## PAGE EXCERPT
>>

1. A method of changing a flow profile along a length of a well, the method comprising:
coating a particulate solid with at least one stimulus-responsive material, wherein the at least one stimulus-responsive material swells or shrinks in volume in the presence of at least one stimulus, wherein the at least one stimulus consists primarily of contact by non-aqueous fluids, changes in concentration of the at least one stimulus-responsive material, changes in pH of a media contacting the at least one stimulus-responsive material, changes in temperature, changes in electric current, changes in the magnetic polarity of the media contacting the at least one stimulus-responsive material; and
placing a pack of particulate solids in or adjacent to a formation, wherein at least a portion of the pack of particulate solids is coated with the at least one stimulus-responsive material.
2. The method according to claim 1, wherein the swelling or shrinking of the at least one stimulus-responsive materials in the presence of at least one stimulus is reversible.
3. The method according to claim 1, wherein the particulate solid comprises one of graded sands, gravels and any combination thereof.
4. The method according to claim 1 comprising using alternate path technology to place the pack of particulate solids, deliver stimuli to the stimulus-responsive material, or any combination thereof.
5. The method of claim 1 comprising producing hydrocarbons from the well.

<<

## STORED DATA
>>

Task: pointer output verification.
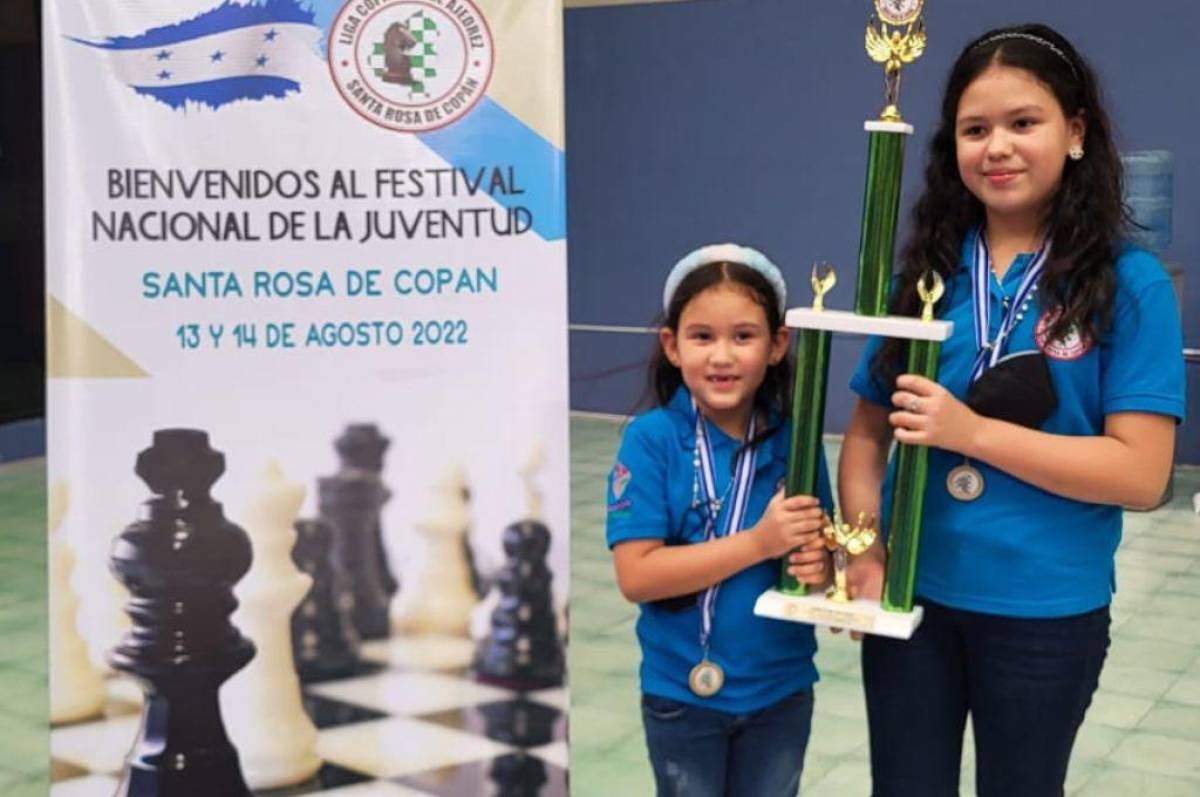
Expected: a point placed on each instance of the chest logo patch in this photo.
(1071, 346)
(621, 479)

<<

## SET EXERCISE
In the patent claims on changing a well's flow profile, what does claim 3 say the particulate solid comprises?

## RESULT BELOW
One of graded sands, gravels and any combination thereof.